── TEXTO DE REFERENCIA ──

“Mi madre era muy sabia. Solía decirme que solamente el que pudiera realizarse, de entre nosotros, sus hijos, sería quien podría soportar la vida”, contó la escultora Alicia Penalba, que nació en San Pedro, Buenos Aires y murió en 1982 en Francia. En su caso, no hay dudas de que el arte condensó la huida de la muerte y estimuló el resurgimiento. 

En el Malba se presenta la primera exposición antológica de la artista en un museo del país. Con curaduría de Victoria Giraudo, que realizó un trabajo de investigación impecable, la muestra incluye obras realizadas desde 1948 en París hasta el final de su vida: piezas totémicas, aladas y petits. En la explanada del Museo, además, se exhibe un conjunto escultórico. Completan la muestra tapices, vitrinas con fotos de época, porcelanas y joyas. Y se presenta un film documental realizado por El Pampero Cine en base a cartas, entrevistas, grabaciones, escritos y documentos que integran el archivo Alicia Penalba. “Fue una artista bisagra entre lo moderno y lo contemporáneo, con nuevas búsquedas en el espacio y en la relación de la obra con el espectador”, señala Giraudo.    

El clima asfixiante, trágico, al límite de lo soportable, que se vivía en la casa paterna marcó la vida de la artista. Su hermana se suicidó a los diecisiete años. Dos años después, su hermano también se suicidó de una manera terrible: se inmoló, se prendió fuego. Otro hermano murió cuando era niño.  

Penalba definía a su padre como un ser “que destruía la vida de los que lo rodeaban”. Era ferroviario, tocaba el violín. Lo consideraba desigual: tenía al menos la virtud del arte. “Dueño de un rigor espantoso, golpeaba con cualquier cosa, no perdonaba nada”. A esa infancia tormentosa, Penalba atribuía su deseo permanente, incontenible, de soledad: “Cuando era chica me hacía escondites en la montaña para aislarme, no quería que nadie me encontrara”. Vivió en la Patagonia (en una pequeña localidad llamada Corral Chico, en Río Negro), en Valparaíso (Chile), en San Juan, y en muchos otros sitios a los que debía mudarse su familia cuando a su padre le asignaban nuevo destino. 

Consiguió trabajo a los dieciséis años, junto dinero y logró viajar a Buenos Aires. Antiperonista a ultranza y afiliada al Partido Comunista, con una beca hizo pie en París. Iluminada acaso por la estrellita, como decía su madre, llegó sin nada para no recordar el pasado. Intentó tabula rasa para olvidar y resurgir. Abandonó para siempre el español: sólo usó el francés, incluso en sus escritos más íntimos. Dejó la pintura figurativa para meterse de lleno en la escultura. Se alejó de su marido y en París se enamoró del fotógrafo francés Michel Chilo, su compañero hasta el final de su vida. Hasta desechó el Pérez, su primer apellido, para convertirse en Alicia Penalba. Sin más.

───

## CONSIGNA Y REQUISITOS
Redacte la continuación del artículo sobre Alicia Penalba a partir de su última oración. Las filas que vienen a continuación son material independiente del artículo sobre Alicia Penalba.

── FILAS DE DATOS ──

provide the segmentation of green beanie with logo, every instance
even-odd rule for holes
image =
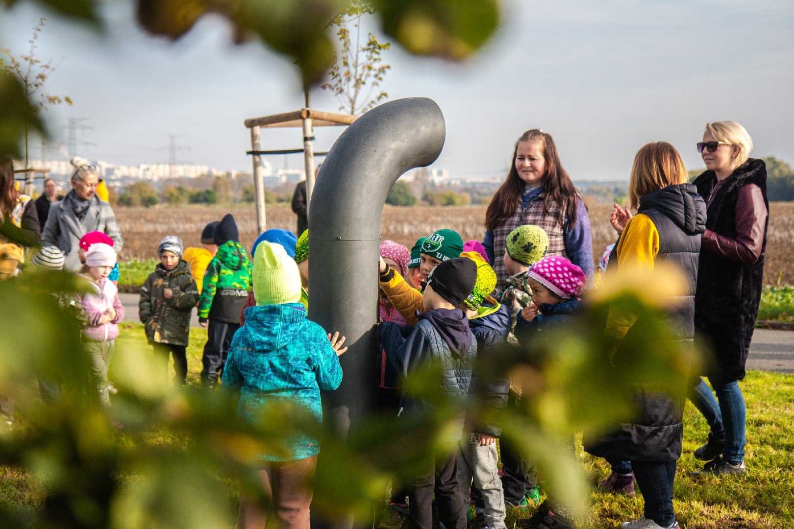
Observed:
[[[454,230],[437,230],[425,239],[421,253],[439,261],[453,259],[463,253],[463,240]]]
[[[505,246],[511,259],[525,266],[531,266],[545,255],[549,236],[540,226],[524,224],[510,232]]]
[[[416,243],[414,244],[414,247],[410,249],[410,261],[408,262],[408,268],[413,268],[414,266],[418,266],[419,263],[422,263],[422,245],[425,243],[425,240],[427,237],[419,237],[416,240]]]

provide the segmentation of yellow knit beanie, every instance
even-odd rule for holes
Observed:
[[[284,247],[264,241],[253,256],[253,297],[256,305],[297,303],[300,272]]]

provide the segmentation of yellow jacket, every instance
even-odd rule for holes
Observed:
[[[198,293],[201,293],[202,287],[204,286],[204,274],[206,273],[210,261],[212,260],[212,254],[206,248],[189,247],[185,248],[182,259],[187,261],[187,264],[191,266],[191,275],[195,279]]]
[[[380,289],[400,316],[413,327],[419,323],[415,311],[421,312],[424,310],[425,298],[421,292],[408,284],[399,272],[393,269],[389,270],[391,274],[387,272],[380,278]]]
[[[629,220],[620,236],[617,252],[619,274],[623,268],[653,271],[653,263],[659,253],[659,231],[649,217],[638,213]],[[636,320],[633,315],[611,310],[606,332],[622,339]]]

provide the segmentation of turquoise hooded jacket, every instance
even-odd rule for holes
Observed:
[[[322,327],[306,317],[299,303],[245,309],[245,324],[234,334],[223,369],[224,391],[239,392],[237,413],[246,422],[260,419],[263,407],[286,400],[322,420],[320,390],[342,381],[339,358]],[[286,435],[283,450],[262,454],[265,461],[297,461],[320,452],[318,440]]]

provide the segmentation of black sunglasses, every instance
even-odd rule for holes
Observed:
[[[703,149],[707,149],[709,152],[714,152],[715,151],[717,150],[717,148],[719,147],[720,145],[730,145],[730,144],[727,144],[724,141],[706,141],[706,142],[701,141],[697,144],[697,151],[703,152]]]

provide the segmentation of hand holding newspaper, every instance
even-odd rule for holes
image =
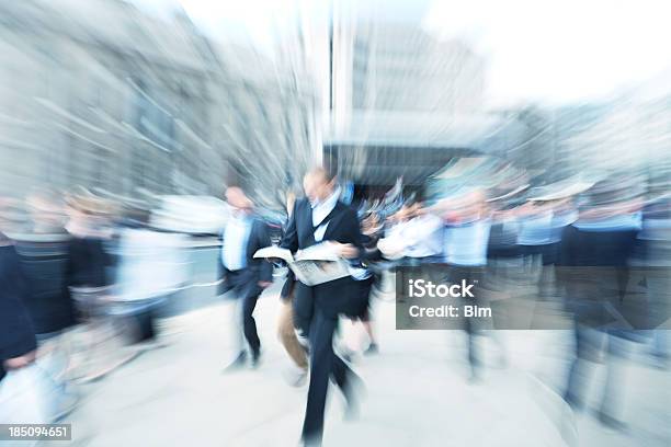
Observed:
[[[296,275],[296,279],[306,286],[316,286],[350,276],[349,264],[340,257],[336,244],[318,243],[293,255],[289,250],[280,247],[266,247],[254,253],[254,257],[277,257],[286,262]]]

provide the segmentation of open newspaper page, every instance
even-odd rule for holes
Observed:
[[[292,255],[292,252],[289,250],[282,249],[277,245],[266,247],[264,249],[257,250],[257,252],[254,253],[254,257],[276,257],[286,262],[287,264],[294,262],[294,256]]]
[[[284,260],[296,275],[296,279],[306,286],[316,286],[350,276],[348,262],[340,257],[334,247],[328,242],[299,250],[295,256],[286,249],[268,247],[257,251],[254,257]]]
[[[296,253],[289,267],[296,278],[307,286],[328,283],[350,276],[349,264],[336,252],[333,244],[318,243]]]

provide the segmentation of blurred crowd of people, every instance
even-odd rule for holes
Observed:
[[[399,179],[384,196],[352,204],[333,172],[308,172],[304,194],[287,194],[278,245],[297,252],[329,242],[351,274],[306,286],[288,270],[280,294],[277,333],[294,364],[287,380],[300,386],[309,378],[305,444],[321,443],[329,378],[356,414],[363,382],[350,360],[357,348],[378,352],[372,298],[389,295],[385,283],[402,266],[475,284],[478,302],[493,306],[488,326],[460,320],[473,381],[481,380],[484,365],[478,336],[493,329],[566,329],[575,334],[575,352],[559,392],[572,408],[582,406],[590,365],[600,358],[607,374],[599,420],[623,427],[619,364],[633,344],[642,344],[656,366],[668,367],[662,328],[671,303],[671,196],[632,193],[626,184],[626,176],[614,175],[499,196],[477,186],[429,200],[420,192],[407,195]],[[229,186],[226,200],[217,294],[236,301],[228,325],[238,341],[227,369],[248,357],[257,367],[262,346],[253,314],[273,282],[273,263],[254,253],[272,244],[271,231],[241,187]],[[15,232],[20,205],[0,202],[0,421],[44,423],[77,401],[64,373],[68,358],[58,355],[64,335],[103,312],[124,322],[130,343],[155,340],[157,309],[189,282],[187,237],[152,228],[141,207],[115,209],[88,192],[31,195],[23,204],[31,228]],[[271,261],[276,271],[283,267]],[[525,300],[560,311],[522,319],[515,306]],[[333,349],[339,317],[361,322],[367,346]],[[501,352],[504,359],[504,346]]]

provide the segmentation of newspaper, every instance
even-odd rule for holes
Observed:
[[[350,276],[349,263],[340,257],[334,247],[328,242],[318,243],[295,255],[280,247],[266,247],[254,253],[254,257],[281,259],[296,275],[296,279],[306,286],[316,286]]]

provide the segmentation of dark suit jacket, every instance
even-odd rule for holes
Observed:
[[[263,249],[265,247],[271,245],[270,233],[268,231],[268,226],[265,222],[258,217],[252,217],[252,227],[249,232],[249,239],[247,240],[247,267],[244,268],[246,273],[249,275],[249,280],[254,284],[263,280],[263,282],[272,282],[273,280],[273,265],[263,260],[263,259],[254,259],[254,253]],[[224,234],[226,232],[223,231],[219,240],[224,242]],[[219,284],[217,294],[223,295],[231,289],[232,284],[229,280],[229,271],[224,266],[221,262],[221,251],[217,252],[217,266],[218,266],[218,277],[219,279],[224,279],[221,284]]]
[[[353,208],[339,200],[333,210],[320,225],[327,221],[329,224],[322,238],[323,241],[351,243],[357,247],[363,255],[364,250],[359,218]],[[316,243],[310,203],[306,198],[297,200],[286,232],[282,238],[281,247],[296,252]],[[356,282],[351,277],[340,278],[312,287],[300,283],[297,283],[297,300],[302,300],[304,303],[305,301],[314,302],[316,307],[319,307],[329,317],[337,316],[338,313],[355,316],[361,312],[362,303],[359,298],[360,294],[356,294]],[[297,309],[297,312],[300,312],[299,309]],[[297,317],[300,318],[302,316]],[[304,317],[308,318],[308,316]]]
[[[24,306],[30,286],[23,275],[21,260],[13,245],[0,234],[0,380],[2,363],[36,348],[33,322]]]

───

## RESPUESTA REDACTADA
Admiradora de Constantin Brancusi, Hans Arp, Alberto Giacometti y Antoine  Pevsner, estudió escultura y decidió que haría su camino sin dejarse influir –ni avasallar– por nada. Alquiló un pequeño atelier en París y desató su metamorfosis. Sus primeras obras, a pesar de ser pequeñas, ya evidencian una síntesis propia de la escultura monumental. Comenzó con la arcilla: “Ese material sin belleza no me impone ningún estado a priori”, dijo. Destruyó toda su obra escultórica figurativa vinculada a la fertilidad y a la mujer que realizó cuando llegó a Francia. “Recomencé en una especie de alucinación a buscar mi camino sin pensar en lo visto o en lo que había hecho”. 

Penalba realizó toda su producción escultórica en París y en Italia. La figura humana de su primera época devino tótem: forma vertical, estática, que une tierra y cielo, y que recuerda a piezas africanas primitivas. Hizo tótems de amor, crisálidas, esculturas yacentes (horizontales), caracolas como las que encontraba en Valparaíso, y aladas (serie que madura en los años sesenta) en las que indagó en el vuelo y en el movimiento ascendente.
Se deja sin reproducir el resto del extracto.